▸ Task objective:
Write the next part of the opinion piece on the gender gap in Scottish independence voting, picking up after its final sentence.

▸ Document passage:
----
THE travails of womankind are many, but being told how you think by Alistair Carmichael must count as a new one.
When Brian Wilson chips in, there are probably twice as many agony uncles open for business as most women could need or want.
The boys, being boys, are not daunted. Asked during a BBC debate last week about women's attitudes towards the referendum, one offered a gender analysis based on things he had heard on doorsteps. The other drew on wide experience of patter and why it fails.
This last was an echo, unconscious no doubt, of wisdom offered by John Lamont, chief whip for the Scottish Conservatives. Last weekend he observed: "Alex Salmond knows he has a problem appealing to half of the electorate, but women can spot a dodgy chat-up line when they hear it." So 52% of voters can stop worrying their heads over politics. It's just like being propositioned.
Talking on the BBC, the Scottish Secretary said women "in particular are saying, 'Well, what will this mean for me, for my household budget, for my children'." The former Labour minister judged that women "are better at recognising bluff, bluster and bad patter". The consensus, crudely, was that in such matters the 52% are ruled by their "heads", not their "hearts".
Quite what that means, if it means anything, is not clear. What is clear is the persistence, in poll after poll, of a divergence in voting intentions between women and men. In most surveys a modest majority - if that - among the latter seem prepared to stand by the Union. The former, on the other hand, are decidedly unimpressed by independence.
A Survation poll for the Daily Record earlier this month found that just 28.5% of women are in the Yes camp. Exclude those who don't know how they will vote and the figure rises to only 35%. On the same calculation, fully 52% of men will vote for independence come September. The gender gap is real. The question no-one has answered - least of all male politicians reminiscing over chat-up lines - is why it exists.
----
▸ Dataset excerpts:
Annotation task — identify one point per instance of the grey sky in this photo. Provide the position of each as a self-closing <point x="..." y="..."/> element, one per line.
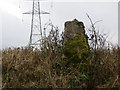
<point x="16" y="33"/>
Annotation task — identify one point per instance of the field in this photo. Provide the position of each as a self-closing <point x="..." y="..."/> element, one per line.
<point x="28" y="68"/>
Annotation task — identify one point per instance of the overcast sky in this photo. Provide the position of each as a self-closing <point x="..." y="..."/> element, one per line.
<point x="15" y="27"/>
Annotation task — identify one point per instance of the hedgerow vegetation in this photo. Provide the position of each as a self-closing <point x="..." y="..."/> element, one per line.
<point x="62" y="66"/>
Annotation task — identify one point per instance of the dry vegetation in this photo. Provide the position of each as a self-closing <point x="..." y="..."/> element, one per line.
<point x="26" y="67"/>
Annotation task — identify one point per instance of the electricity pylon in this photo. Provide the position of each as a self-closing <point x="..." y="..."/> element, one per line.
<point x="36" y="36"/>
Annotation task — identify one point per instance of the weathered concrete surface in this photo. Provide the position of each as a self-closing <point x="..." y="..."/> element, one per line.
<point x="76" y="47"/>
<point x="73" y="28"/>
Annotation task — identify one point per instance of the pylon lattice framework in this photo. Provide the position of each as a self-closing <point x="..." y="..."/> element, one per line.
<point x="36" y="29"/>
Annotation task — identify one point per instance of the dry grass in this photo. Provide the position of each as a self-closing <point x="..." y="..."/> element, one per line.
<point x="28" y="68"/>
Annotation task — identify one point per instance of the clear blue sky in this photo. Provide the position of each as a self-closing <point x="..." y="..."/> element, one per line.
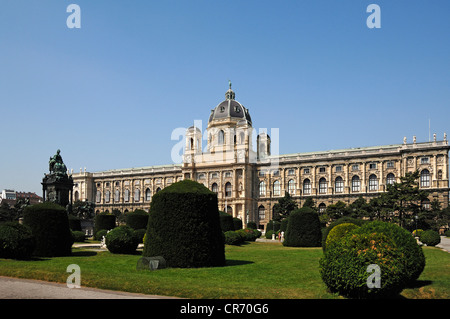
<point x="110" y="94"/>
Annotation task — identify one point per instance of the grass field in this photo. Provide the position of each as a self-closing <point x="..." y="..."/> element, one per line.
<point x="255" y="270"/>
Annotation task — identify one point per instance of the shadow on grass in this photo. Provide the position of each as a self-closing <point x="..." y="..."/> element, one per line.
<point x="234" y="262"/>
<point x="419" y="284"/>
<point x="81" y="253"/>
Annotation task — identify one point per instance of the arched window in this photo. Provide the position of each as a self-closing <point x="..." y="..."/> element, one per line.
<point x="373" y="182"/>
<point x="426" y="205"/>
<point x="137" y="194"/>
<point x="291" y="187"/>
<point x="356" y="184"/>
<point x="262" y="188"/>
<point x="261" y="212"/>
<point x="221" y="137"/>
<point x="276" y="188"/>
<point x="339" y="185"/>
<point x="322" y="186"/>
<point x="228" y="189"/>
<point x="306" y="187"/>
<point x="425" y="178"/>
<point x="390" y="179"/>
<point x="322" y="208"/>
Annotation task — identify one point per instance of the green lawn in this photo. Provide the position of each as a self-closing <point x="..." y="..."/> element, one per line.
<point x="255" y="270"/>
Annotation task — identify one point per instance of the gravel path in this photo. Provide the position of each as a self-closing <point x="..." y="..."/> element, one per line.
<point x="14" y="288"/>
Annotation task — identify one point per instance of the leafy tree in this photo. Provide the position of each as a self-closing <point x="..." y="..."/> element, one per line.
<point x="359" y="208"/>
<point x="337" y="210"/>
<point x="6" y="213"/>
<point x="309" y="202"/>
<point x="405" y="197"/>
<point x="284" y="207"/>
<point x="83" y="210"/>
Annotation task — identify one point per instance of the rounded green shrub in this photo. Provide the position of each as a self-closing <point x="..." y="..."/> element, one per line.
<point x="74" y="223"/>
<point x="407" y="245"/>
<point x="78" y="236"/>
<point x="99" y="235"/>
<point x="269" y="234"/>
<point x="237" y="222"/>
<point x="140" y="233"/>
<point x="345" y="266"/>
<point x="137" y="219"/>
<point x="303" y="229"/>
<point x="184" y="227"/>
<point x="273" y="225"/>
<point x="104" y="221"/>
<point x="232" y="238"/>
<point x="338" y="232"/>
<point x="251" y="225"/>
<point x="284" y="223"/>
<point x="49" y="225"/>
<point x="342" y="220"/>
<point x="16" y="241"/>
<point x="248" y="234"/>
<point x="430" y="237"/>
<point x="417" y="232"/>
<point x="122" y="240"/>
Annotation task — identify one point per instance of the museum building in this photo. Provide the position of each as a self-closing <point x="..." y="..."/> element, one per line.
<point x="249" y="180"/>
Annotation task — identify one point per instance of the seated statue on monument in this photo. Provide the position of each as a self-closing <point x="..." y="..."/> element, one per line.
<point x="57" y="186"/>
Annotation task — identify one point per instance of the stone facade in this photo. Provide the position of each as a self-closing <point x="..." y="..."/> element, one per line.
<point x="249" y="182"/>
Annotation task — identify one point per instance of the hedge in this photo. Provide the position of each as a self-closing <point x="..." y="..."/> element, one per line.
<point x="184" y="226"/>
<point x="137" y="219"/>
<point x="16" y="241"/>
<point x="344" y="267"/>
<point x="405" y="243"/>
<point x="49" y="225"/>
<point x="122" y="240"/>
<point x="226" y="221"/>
<point x="104" y="221"/>
<point x="430" y="237"/>
<point x="338" y="232"/>
<point x="346" y="219"/>
<point x="303" y="229"/>
<point x="237" y="222"/>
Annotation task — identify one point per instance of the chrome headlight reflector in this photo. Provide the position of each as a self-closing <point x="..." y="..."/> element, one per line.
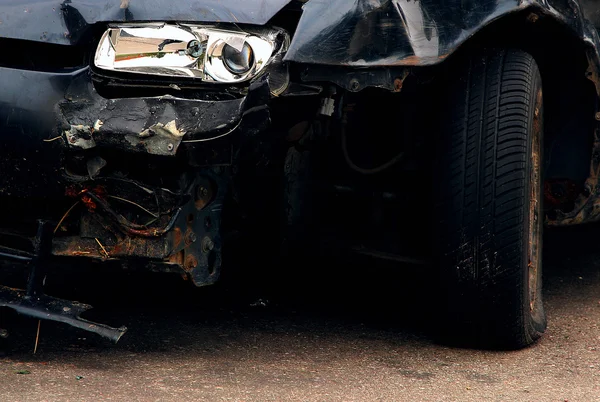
<point x="202" y="52"/>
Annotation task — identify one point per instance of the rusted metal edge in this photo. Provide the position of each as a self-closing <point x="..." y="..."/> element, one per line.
<point x="50" y="308"/>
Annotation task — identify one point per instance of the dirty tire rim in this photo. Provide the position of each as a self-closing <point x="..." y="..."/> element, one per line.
<point x="535" y="207"/>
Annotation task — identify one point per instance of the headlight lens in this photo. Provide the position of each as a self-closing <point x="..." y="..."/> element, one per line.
<point x="236" y="61"/>
<point x="206" y="53"/>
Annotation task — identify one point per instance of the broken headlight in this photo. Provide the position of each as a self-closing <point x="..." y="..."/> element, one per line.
<point x="205" y="53"/>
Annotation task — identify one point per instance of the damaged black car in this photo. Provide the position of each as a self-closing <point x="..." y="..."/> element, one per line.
<point x="445" y="134"/>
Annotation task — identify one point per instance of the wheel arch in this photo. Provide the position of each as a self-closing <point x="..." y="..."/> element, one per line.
<point x="567" y="64"/>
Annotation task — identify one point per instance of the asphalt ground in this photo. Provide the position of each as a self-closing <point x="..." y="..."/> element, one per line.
<point x="353" y="330"/>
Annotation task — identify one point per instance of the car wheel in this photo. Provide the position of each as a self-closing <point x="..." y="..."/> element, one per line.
<point x="489" y="201"/>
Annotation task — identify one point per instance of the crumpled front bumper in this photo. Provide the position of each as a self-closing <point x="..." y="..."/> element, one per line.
<point x="44" y="116"/>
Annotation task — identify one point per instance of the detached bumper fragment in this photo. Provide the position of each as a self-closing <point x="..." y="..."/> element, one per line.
<point x="50" y="308"/>
<point x="156" y="125"/>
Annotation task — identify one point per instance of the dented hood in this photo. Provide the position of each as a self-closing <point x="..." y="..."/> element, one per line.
<point x="65" y="22"/>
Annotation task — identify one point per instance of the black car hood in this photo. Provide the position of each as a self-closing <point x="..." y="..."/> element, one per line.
<point x="63" y="22"/>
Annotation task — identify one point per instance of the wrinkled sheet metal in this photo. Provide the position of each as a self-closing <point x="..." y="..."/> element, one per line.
<point x="155" y="125"/>
<point x="368" y="33"/>
<point x="65" y="22"/>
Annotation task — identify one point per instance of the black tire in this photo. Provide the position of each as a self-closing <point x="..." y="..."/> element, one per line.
<point x="489" y="190"/>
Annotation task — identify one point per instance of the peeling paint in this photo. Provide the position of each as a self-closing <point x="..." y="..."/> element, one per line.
<point x="97" y="125"/>
<point x="80" y="136"/>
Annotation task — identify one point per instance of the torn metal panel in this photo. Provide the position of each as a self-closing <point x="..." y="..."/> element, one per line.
<point x="187" y="240"/>
<point x="375" y="33"/>
<point x="156" y="125"/>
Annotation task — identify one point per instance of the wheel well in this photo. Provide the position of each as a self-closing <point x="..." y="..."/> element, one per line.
<point x="570" y="98"/>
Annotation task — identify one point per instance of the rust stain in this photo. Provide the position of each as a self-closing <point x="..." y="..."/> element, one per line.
<point x="190" y="262"/>
<point x="177" y="237"/>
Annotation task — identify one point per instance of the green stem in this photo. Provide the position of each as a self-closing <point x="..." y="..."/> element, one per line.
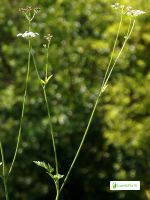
<point x="120" y="52"/>
<point x="23" y="108"/>
<point x="110" y="61"/>
<point x="107" y="76"/>
<point x="51" y="129"/>
<point x="49" y="115"/>
<point x="4" y="173"/>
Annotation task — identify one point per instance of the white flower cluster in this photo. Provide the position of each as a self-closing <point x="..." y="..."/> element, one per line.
<point x="128" y="10"/>
<point x="27" y="34"/>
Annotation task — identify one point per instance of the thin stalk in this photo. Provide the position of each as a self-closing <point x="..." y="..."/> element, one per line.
<point x="23" y="108"/>
<point x="106" y="78"/>
<point x="110" y="61"/>
<point x="57" y="191"/>
<point x="4" y="173"/>
<point x="49" y="115"/>
<point x="120" y="52"/>
<point x="51" y="129"/>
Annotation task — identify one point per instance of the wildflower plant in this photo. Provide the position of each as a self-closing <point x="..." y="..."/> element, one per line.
<point x="53" y="171"/>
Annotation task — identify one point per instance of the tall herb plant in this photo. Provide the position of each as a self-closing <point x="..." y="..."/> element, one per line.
<point x="53" y="172"/>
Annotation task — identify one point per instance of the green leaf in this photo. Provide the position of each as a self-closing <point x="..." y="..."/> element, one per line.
<point x="58" y="176"/>
<point x="48" y="167"/>
<point x="47" y="79"/>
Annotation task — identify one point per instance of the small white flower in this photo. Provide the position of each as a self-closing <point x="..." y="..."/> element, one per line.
<point x="27" y="34"/>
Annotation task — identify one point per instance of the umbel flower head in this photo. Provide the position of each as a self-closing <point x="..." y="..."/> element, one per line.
<point x="127" y="10"/>
<point x="27" y="34"/>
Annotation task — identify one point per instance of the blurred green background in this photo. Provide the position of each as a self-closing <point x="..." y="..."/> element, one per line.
<point x="118" y="142"/>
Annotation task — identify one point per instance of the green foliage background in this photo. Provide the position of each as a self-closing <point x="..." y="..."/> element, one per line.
<point x="117" y="146"/>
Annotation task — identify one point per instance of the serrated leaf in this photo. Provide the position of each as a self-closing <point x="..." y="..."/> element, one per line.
<point x="58" y="176"/>
<point x="41" y="164"/>
<point x="48" y="167"/>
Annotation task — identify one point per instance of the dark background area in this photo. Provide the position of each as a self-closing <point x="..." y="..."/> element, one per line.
<point x="117" y="145"/>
----
▸ Written answer:
It isn't new. The Scottish Social Attitudes (SSA) survey has tracked a relative female reluctance to back independence throughout this century. There is no evidence, however, that women feel "less Scottish" than men. Nor do their responses show that female voters are more likely than their male counterparts to fear disaster after a Yes vote. Fear, where it exists, is not gender-specific, at least according to the SSA.
Over time, in fact, the attitudes survey has found a more interesting difference. It could be paraphrased like this: when women say they don't know, they really don't know. In other words, they are more likely to be uncertain about the consequences of Yes - or less likely to be blasé - than men. Despite the efforts of independence campaigners, despite the SNP's proposed childcare reforms, despite the bitter experiences of working women under the Coalition's austerity regime, uncertainty persists.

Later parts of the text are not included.